> **Instructions to follow**
Retype the entries below exactly, but begin at the line containing "point(422, 334)" and end at the last line.

> **Records**
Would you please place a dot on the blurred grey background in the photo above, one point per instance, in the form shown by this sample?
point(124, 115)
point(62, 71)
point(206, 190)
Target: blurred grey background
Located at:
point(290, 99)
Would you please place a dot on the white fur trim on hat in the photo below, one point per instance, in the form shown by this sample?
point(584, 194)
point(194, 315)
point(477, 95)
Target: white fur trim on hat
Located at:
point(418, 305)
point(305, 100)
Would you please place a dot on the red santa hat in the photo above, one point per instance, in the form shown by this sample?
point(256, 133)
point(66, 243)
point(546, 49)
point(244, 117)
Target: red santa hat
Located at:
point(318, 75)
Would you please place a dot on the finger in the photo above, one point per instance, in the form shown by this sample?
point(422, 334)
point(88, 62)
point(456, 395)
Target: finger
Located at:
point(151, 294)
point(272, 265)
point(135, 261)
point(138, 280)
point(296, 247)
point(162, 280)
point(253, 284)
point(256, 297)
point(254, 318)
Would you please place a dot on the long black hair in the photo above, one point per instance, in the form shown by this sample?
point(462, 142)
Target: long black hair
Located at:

> **Written solution**
point(422, 334)
point(88, 62)
point(456, 395)
Target: finger
Located at:
point(151, 294)
point(272, 265)
point(135, 261)
point(138, 280)
point(296, 247)
point(162, 280)
point(253, 284)
point(256, 297)
point(254, 318)
Would you please place a dot on the long black hair in the photo above, one point per instance, in the form shown by this sample?
point(462, 142)
Target: long black hair
Located at:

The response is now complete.